## Start Excerpted records
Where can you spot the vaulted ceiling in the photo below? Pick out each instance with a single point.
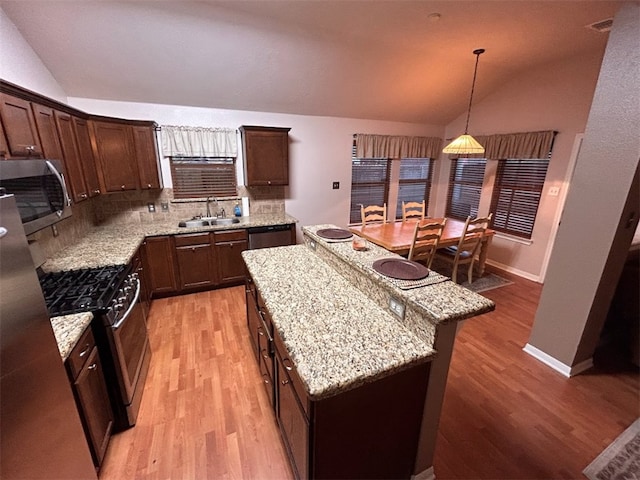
(385, 60)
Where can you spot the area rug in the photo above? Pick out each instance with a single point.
(488, 281)
(620, 460)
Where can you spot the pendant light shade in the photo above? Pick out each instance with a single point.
(466, 144)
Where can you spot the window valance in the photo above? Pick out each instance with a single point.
(198, 141)
(395, 146)
(515, 145)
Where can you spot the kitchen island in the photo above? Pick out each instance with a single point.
(332, 321)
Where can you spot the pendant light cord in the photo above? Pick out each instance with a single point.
(477, 53)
## End Excerpted records
Write out the lines above as a JSON list of strings, with one string for each line and no blank lines. Leave the pictures out.

[
  "Where can you spot the vaulted ceiling in the photo below? Pick out each instance with a single point.",
  "(385, 60)",
  "Where can you spot the area rug in the photo above? Pick out each instance with a single point.",
  "(488, 281)",
  "(620, 460)",
  "Where can you spot the pendant light shade in the photo above? Pick out each instance with a single point.",
  "(466, 144)",
  "Where can you spot the window valance in the photo above? Pick out each instance with a single point.",
  "(198, 141)",
  "(395, 146)",
  "(515, 145)",
  "Where can you spot the kitchen island in the photo above? Pick out each instance with a single point.",
  "(332, 321)",
  "Where can you spot the pendant light cord in the photo above? Pick out each instance with a single point.",
  "(477, 53)"
]